= The exercise =
Find each line in the material below that contains the string "standing", and copy those lines out. Case must match.

= Source records =
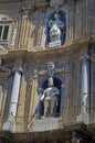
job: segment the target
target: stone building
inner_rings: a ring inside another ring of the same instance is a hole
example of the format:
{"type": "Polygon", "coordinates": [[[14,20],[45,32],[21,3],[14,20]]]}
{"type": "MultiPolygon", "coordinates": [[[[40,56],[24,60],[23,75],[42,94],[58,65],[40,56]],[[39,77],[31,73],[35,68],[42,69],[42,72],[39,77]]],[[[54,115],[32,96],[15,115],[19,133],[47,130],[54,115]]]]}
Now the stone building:
{"type": "Polygon", "coordinates": [[[95,142],[95,0],[0,0],[0,143],[95,142]]]}

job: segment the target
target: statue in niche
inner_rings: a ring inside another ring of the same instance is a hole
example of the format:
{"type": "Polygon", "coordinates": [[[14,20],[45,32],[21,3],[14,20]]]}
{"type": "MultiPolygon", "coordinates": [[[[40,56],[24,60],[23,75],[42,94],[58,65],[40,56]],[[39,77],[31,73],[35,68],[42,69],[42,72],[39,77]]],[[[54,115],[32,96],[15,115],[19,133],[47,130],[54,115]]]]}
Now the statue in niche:
{"type": "Polygon", "coordinates": [[[63,32],[65,31],[65,24],[61,21],[60,14],[54,13],[54,20],[49,21],[49,46],[60,46],[62,44],[63,32]]]}
{"type": "Polygon", "coordinates": [[[53,77],[49,78],[49,87],[43,91],[40,100],[43,101],[43,117],[55,117],[59,106],[60,90],[54,87],[53,77]]]}

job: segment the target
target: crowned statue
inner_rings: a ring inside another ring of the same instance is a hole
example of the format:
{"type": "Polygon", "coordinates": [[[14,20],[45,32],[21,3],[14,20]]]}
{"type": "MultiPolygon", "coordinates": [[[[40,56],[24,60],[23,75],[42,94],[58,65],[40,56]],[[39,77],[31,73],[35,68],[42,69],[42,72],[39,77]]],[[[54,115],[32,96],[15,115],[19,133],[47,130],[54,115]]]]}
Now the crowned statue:
{"type": "Polygon", "coordinates": [[[49,36],[50,36],[50,43],[49,46],[60,46],[62,43],[62,36],[63,31],[65,29],[65,25],[63,21],[61,20],[61,16],[59,13],[54,13],[54,20],[49,21],[49,36]]]}

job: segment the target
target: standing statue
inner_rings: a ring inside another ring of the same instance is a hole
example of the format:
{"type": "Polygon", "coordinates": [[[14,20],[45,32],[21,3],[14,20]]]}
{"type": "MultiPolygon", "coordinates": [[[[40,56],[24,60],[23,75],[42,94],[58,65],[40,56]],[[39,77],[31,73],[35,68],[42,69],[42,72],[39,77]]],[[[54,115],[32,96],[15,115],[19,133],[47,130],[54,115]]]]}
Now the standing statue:
{"type": "Polygon", "coordinates": [[[55,117],[59,106],[60,90],[53,86],[53,78],[49,78],[49,87],[43,91],[41,101],[44,102],[44,117],[55,117]]]}
{"type": "Polygon", "coordinates": [[[50,41],[52,42],[61,42],[62,41],[62,32],[64,31],[64,23],[60,19],[60,14],[54,14],[54,21],[50,20],[49,28],[50,28],[50,41]]]}

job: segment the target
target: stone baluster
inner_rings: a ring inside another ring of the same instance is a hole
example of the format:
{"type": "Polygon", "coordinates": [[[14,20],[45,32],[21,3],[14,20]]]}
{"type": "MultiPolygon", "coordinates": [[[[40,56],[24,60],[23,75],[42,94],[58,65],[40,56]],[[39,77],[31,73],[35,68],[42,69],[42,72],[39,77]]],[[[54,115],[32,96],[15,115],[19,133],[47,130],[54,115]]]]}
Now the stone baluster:
{"type": "Polygon", "coordinates": [[[2,130],[12,131],[12,132],[14,131],[14,125],[15,125],[15,116],[17,116],[17,108],[18,108],[22,67],[21,66],[19,66],[18,68],[14,67],[13,73],[14,73],[14,79],[13,79],[12,91],[10,97],[8,117],[7,117],[7,121],[2,125],[2,130]]]}

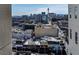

= Solution below =
target: standing statue
Now the standing statue:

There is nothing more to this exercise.